ENTRIES SUPPLIED:
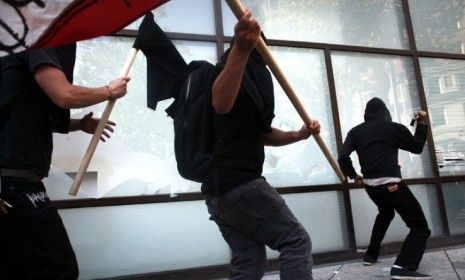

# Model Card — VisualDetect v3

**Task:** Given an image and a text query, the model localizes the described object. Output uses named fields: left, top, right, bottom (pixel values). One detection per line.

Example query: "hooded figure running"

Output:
left=338, top=98, right=433, bottom=279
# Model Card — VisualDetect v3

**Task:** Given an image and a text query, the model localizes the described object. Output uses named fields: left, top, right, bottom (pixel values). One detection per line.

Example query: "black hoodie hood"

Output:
left=364, top=97, right=392, bottom=122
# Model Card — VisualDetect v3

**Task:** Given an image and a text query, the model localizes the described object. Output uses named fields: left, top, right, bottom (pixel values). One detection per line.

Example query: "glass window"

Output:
left=420, top=58, right=465, bottom=176
left=222, top=0, right=409, bottom=49
left=126, top=0, right=215, bottom=35
left=442, top=182, right=465, bottom=234
left=332, top=52, right=433, bottom=178
left=409, top=0, right=465, bottom=54
left=350, top=185, right=443, bottom=246
left=48, top=37, right=216, bottom=199
left=60, top=201, right=231, bottom=279
left=263, top=47, right=339, bottom=187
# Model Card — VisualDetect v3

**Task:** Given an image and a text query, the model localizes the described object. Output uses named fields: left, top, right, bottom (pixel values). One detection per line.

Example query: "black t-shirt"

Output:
left=202, top=90, right=267, bottom=196
left=0, top=45, right=76, bottom=177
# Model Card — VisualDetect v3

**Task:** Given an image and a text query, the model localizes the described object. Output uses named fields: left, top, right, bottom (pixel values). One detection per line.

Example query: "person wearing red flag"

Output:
left=0, top=44, right=129, bottom=280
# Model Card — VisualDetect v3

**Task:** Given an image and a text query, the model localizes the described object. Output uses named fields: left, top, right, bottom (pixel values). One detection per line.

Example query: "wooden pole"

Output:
left=226, top=0, right=345, bottom=182
left=69, top=48, right=137, bottom=195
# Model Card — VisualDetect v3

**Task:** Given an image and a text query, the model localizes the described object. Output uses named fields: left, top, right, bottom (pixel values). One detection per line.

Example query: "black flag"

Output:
left=134, top=13, right=187, bottom=110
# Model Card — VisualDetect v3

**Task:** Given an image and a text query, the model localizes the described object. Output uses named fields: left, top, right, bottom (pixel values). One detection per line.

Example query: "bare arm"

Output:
left=265, top=120, right=320, bottom=146
left=34, top=65, right=129, bottom=109
left=212, top=10, right=260, bottom=114
left=69, top=112, right=116, bottom=142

PROMPT:
Pull out every line of the material above that contains the string "black", and treat uppercase and lowercase letters as different.

OUTPUT OF THE TASK:
Example query: "black hoodie hood"
Example query: "black t-shirt"
Example query: "black flag"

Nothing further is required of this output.